Task requirements:
Copy the data below word for word, from the line with "Confirm that each instance of the white control" to the line with "pixel 237 426", including both of those lines.

Rows:
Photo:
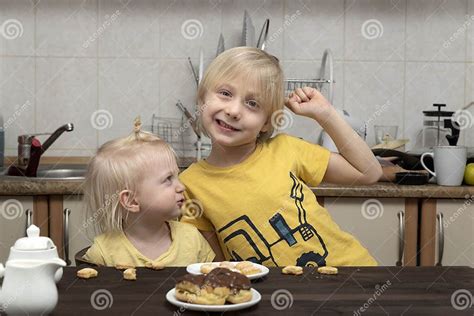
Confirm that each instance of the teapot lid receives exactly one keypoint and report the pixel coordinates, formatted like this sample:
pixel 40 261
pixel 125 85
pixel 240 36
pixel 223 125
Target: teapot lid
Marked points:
pixel 34 241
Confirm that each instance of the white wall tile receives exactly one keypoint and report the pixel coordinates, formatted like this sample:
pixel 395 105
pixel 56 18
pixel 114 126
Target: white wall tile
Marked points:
pixel 17 99
pixel 374 94
pixel 375 30
pixel 428 83
pixel 186 26
pixel 66 28
pixel 233 14
pixel 431 26
pixel 67 92
pixel 17 28
pixel 467 134
pixel 127 88
pixel 319 26
pixel 470 32
pixel 132 32
pixel 176 83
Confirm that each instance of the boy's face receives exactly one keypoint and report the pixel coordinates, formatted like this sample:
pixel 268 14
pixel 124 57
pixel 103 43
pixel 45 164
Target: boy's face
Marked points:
pixel 233 113
pixel 160 195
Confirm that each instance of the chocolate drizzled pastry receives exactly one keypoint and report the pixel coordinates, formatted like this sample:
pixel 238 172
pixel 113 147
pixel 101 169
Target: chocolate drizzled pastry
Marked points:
pixel 219 286
pixel 230 279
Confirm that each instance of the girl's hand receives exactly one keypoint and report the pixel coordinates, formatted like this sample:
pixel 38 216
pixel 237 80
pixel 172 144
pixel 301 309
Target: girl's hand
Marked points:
pixel 308 102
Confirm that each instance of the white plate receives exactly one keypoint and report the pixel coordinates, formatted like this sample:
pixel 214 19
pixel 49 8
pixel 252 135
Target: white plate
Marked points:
pixel 195 268
pixel 170 297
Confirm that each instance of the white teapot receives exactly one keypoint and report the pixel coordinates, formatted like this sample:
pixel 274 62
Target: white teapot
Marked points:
pixel 29 287
pixel 35 247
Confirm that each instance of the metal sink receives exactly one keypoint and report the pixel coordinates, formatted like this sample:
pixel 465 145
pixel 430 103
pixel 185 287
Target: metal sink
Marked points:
pixel 66 174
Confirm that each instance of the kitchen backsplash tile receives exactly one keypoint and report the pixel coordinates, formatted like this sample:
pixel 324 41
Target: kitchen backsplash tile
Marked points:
pixel 65 28
pixel 316 25
pixel 470 32
pixel 17 25
pixel 129 29
pixel 375 30
pixel 432 30
pixel 186 26
pixel 100 63
pixel 127 89
pixel 373 93
pixel 66 91
pixel 17 89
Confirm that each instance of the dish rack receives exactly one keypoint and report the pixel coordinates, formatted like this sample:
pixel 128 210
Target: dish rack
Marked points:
pixel 325 82
pixel 175 131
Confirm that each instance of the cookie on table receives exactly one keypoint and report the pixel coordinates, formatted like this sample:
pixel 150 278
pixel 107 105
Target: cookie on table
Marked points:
pixel 294 270
pixel 247 268
pixel 327 270
pixel 130 274
pixel 155 266
pixel 207 267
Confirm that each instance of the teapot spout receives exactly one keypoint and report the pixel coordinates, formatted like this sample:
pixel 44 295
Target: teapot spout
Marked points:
pixel 57 261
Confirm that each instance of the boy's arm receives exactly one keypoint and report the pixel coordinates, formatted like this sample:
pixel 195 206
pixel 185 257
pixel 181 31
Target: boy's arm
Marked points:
pixel 211 238
pixel 356 163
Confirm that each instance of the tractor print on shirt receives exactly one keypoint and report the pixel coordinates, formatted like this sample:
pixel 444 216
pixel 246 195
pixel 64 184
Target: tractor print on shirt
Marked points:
pixel 243 230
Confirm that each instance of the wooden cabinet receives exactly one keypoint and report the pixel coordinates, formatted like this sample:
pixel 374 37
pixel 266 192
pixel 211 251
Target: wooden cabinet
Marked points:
pixel 70 230
pixel 387 227
pixel 78 230
pixel 447 232
pixel 16 212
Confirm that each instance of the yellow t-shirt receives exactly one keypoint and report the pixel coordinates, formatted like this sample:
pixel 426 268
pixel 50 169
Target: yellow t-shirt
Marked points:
pixel 264 211
pixel 187 246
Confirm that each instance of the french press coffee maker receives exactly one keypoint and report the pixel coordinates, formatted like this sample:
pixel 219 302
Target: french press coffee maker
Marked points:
pixel 439 128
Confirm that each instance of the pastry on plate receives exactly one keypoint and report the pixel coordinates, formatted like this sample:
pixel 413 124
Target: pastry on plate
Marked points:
pixel 207 267
pixel 216 288
pixel 87 273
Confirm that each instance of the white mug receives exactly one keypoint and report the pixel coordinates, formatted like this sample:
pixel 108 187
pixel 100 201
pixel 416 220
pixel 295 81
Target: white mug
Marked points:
pixel 449 164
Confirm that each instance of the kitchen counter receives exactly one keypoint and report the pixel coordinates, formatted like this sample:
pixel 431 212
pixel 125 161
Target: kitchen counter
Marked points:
pixel 354 291
pixel 25 186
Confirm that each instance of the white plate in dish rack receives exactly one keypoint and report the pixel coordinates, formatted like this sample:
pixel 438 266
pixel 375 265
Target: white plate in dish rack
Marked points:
pixel 195 268
pixel 171 297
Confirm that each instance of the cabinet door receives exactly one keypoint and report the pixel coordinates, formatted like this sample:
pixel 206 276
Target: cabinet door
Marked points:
pixel 379 227
pixel 15 213
pixel 80 234
pixel 457 226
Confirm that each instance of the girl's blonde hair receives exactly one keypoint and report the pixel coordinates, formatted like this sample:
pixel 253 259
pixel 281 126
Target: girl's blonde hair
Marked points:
pixel 119 165
pixel 260 68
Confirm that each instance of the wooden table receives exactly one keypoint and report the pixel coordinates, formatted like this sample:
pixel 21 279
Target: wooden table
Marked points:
pixel 354 291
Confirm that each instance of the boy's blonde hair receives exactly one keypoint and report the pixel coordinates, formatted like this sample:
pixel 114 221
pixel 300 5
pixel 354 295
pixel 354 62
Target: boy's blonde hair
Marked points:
pixel 261 68
pixel 119 165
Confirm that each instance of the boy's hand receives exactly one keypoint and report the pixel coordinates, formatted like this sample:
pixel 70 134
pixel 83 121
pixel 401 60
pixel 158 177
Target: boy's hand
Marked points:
pixel 308 102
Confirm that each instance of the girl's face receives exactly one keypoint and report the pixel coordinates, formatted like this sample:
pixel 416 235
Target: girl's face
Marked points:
pixel 233 113
pixel 160 194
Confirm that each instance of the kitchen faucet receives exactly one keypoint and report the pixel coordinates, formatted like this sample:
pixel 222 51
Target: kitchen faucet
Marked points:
pixel 30 151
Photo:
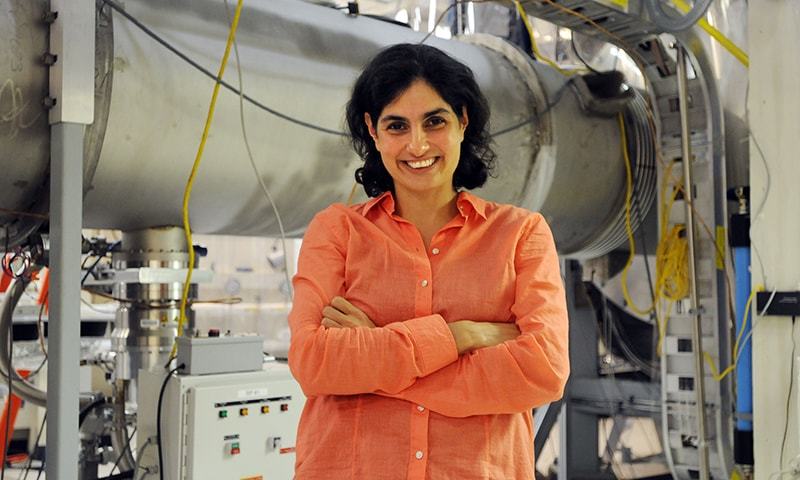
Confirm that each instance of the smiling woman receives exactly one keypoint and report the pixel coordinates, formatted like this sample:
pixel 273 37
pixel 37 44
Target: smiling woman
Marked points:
pixel 427 322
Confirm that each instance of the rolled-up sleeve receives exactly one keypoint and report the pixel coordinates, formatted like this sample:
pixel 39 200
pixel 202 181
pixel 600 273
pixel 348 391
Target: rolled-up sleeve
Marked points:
pixel 520 374
pixel 344 361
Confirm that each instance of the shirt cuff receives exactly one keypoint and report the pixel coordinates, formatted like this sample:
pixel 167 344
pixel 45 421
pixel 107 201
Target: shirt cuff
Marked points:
pixel 434 344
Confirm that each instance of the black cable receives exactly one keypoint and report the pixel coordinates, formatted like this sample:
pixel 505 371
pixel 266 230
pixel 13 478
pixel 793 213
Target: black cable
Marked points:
pixel 88 409
pixel 90 269
pixel 580 57
pixel 158 418
pixel 119 476
pixel 788 397
pixel 9 398
pixel 124 450
pixel 206 72
pixel 35 446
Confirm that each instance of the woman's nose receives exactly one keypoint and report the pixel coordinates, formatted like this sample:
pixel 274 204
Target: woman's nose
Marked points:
pixel 418 144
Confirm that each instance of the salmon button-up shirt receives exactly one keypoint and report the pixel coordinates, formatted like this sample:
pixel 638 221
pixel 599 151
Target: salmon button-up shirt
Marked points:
pixel 397 401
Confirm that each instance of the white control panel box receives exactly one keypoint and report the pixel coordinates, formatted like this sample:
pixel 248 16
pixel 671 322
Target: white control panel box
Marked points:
pixel 237 426
pixel 205 355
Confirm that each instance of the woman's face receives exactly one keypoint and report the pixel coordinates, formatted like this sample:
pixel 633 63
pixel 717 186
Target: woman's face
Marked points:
pixel 419 138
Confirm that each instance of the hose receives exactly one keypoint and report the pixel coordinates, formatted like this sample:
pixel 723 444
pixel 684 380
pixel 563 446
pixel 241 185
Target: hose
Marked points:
pixel 21 387
pixel 671 22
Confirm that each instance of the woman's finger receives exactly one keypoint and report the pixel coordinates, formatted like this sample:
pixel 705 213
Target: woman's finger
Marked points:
pixel 343 305
pixel 327 322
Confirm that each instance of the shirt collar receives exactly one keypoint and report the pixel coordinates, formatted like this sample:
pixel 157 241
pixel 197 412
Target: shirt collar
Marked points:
pixel 466 204
pixel 386 200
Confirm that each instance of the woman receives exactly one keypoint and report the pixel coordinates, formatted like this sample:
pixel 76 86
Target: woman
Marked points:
pixel 427 322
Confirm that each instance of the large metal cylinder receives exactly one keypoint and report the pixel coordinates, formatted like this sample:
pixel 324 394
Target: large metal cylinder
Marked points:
pixel 146 321
pixel 300 59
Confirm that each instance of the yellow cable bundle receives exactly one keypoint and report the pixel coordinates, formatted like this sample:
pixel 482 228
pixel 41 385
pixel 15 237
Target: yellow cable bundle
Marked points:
pixel 187 193
pixel 535 49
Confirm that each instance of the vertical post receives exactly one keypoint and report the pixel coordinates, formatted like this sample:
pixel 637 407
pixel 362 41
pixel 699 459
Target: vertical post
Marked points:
pixel 71 56
pixel 578 429
pixel 66 190
pixel 697 334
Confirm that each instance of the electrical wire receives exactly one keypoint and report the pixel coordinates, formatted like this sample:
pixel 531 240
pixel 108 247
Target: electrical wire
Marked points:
pixel 258 175
pixel 158 417
pixel 119 9
pixel 789 396
pixel 190 182
pixel 537 54
pixel 35 445
pixel 726 42
pixel 738 344
pixel 125 449
pixel 628 228
pixel 9 399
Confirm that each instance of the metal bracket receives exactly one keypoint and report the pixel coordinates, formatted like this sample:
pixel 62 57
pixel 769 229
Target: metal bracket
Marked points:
pixel 71 61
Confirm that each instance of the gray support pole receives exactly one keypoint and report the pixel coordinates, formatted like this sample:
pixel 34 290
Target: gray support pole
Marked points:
pixel 697 333
pixel 578 455
pixel 63 379
pixel 71 74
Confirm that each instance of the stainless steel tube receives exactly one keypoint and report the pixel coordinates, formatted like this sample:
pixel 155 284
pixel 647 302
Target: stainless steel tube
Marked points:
pixel 697 334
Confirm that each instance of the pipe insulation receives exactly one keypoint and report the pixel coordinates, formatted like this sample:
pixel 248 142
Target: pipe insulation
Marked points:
pixel 299 59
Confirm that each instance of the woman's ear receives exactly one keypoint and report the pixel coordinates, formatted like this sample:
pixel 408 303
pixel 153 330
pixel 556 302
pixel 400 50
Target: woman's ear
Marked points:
pixel 371 127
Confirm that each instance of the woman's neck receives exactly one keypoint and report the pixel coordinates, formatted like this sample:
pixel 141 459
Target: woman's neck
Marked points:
pixel 428 212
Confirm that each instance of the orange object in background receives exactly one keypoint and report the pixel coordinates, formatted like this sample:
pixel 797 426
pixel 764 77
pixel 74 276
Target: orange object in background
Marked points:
pixel 44 298
pixel 9 417
pixel 5 281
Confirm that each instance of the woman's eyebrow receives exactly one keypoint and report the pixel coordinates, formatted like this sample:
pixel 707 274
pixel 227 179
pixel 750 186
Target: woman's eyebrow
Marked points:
pixel 392 118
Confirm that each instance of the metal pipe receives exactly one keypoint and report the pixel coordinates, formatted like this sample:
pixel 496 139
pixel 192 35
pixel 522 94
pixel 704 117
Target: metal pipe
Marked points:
pixel 697 334
pixel 64 340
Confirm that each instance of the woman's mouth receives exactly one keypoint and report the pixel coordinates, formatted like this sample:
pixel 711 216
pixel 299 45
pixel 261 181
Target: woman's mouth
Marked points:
pixel 421 164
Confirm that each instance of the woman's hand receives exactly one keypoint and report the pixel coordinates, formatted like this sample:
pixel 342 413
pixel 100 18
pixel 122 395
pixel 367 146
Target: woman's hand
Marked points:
pixel 471 335
pixel 343 314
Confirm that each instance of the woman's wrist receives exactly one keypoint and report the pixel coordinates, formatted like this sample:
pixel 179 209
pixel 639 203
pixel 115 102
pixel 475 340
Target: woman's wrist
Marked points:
pixel 464 335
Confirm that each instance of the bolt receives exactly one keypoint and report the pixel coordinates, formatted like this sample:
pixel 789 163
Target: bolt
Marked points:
pixel 49 17
pixel 49 58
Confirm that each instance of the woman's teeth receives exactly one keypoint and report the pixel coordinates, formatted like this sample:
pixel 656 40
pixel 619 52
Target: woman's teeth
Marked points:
pixel 421 163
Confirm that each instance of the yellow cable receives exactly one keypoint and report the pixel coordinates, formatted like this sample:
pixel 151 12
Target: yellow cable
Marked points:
pixel 726 42
pixel 187 193
pixel 628 229
pixel 747 313
pixel 535 49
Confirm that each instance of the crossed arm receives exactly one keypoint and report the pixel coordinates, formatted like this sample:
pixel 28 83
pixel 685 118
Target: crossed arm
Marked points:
pixel 457 369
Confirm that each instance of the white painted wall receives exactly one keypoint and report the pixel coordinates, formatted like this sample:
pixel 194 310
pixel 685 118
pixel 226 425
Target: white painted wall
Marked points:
pixel 774 107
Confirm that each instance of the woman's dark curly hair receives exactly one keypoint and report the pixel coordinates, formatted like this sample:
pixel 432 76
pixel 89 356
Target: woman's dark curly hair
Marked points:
pixel 387 76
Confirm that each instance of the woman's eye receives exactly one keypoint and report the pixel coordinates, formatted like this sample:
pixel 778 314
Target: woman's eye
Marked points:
pixel 435 121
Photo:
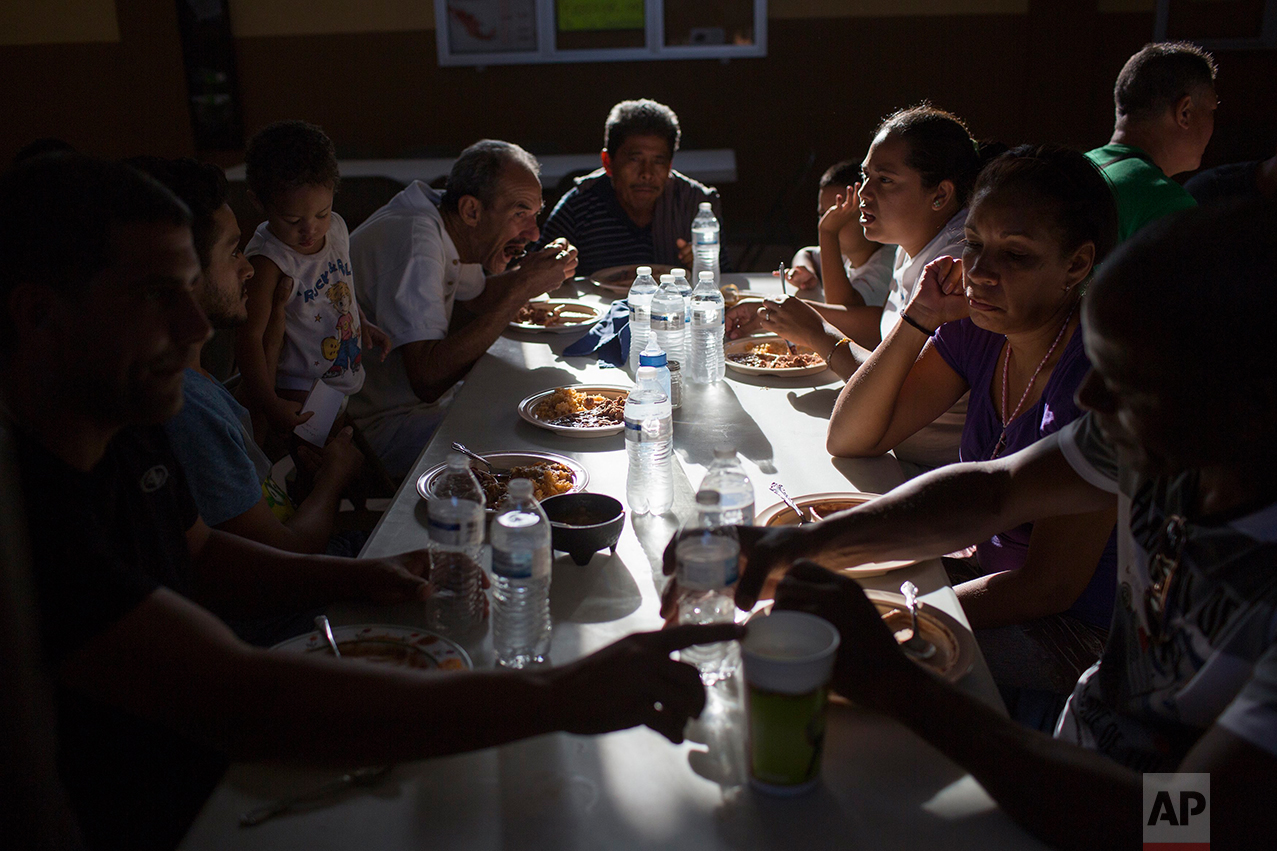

Correct output:
Confirm that each instance of the white control panel box receives exactly one keypoint and report the pixel coordinates, formatted like this sample:
pixel 248 16
pixel 671 322
Target: white control panel box
Marked points:
pixel 237 426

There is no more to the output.